(Data extracted from a collection)

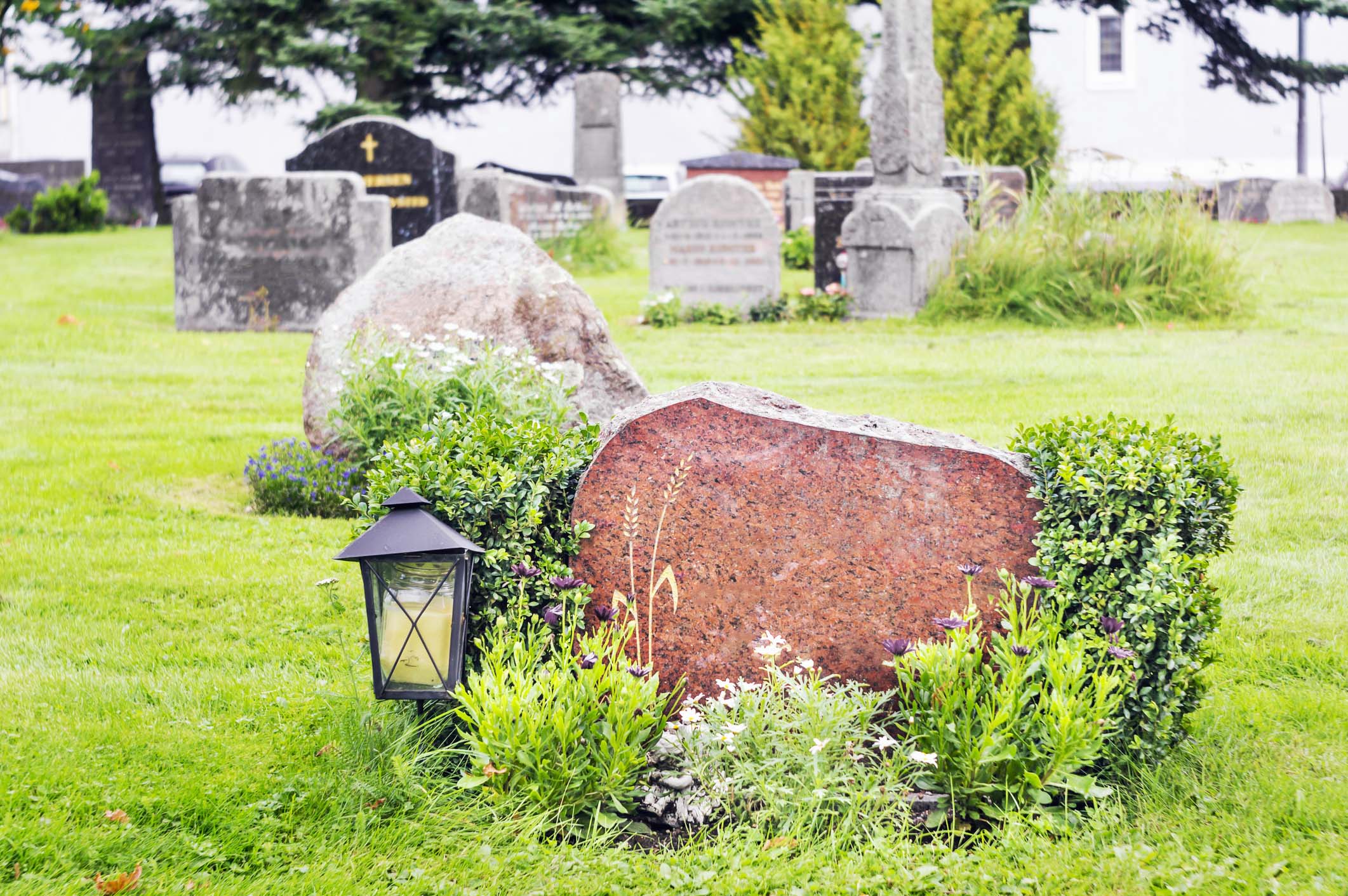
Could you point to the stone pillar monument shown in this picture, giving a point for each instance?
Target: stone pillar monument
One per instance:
(599, 137)
(904, 228)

### WHAT IS NEEDED
All of the entries must be reproduced exactly, with no pictures kept.

### ANSWER TO THE PROBLEM
Could you point to the stone pillar monument shown in this picture, giving a point for each instance?
Target: stone pillar monument
One per instance:
(599, 137)
(904, 228)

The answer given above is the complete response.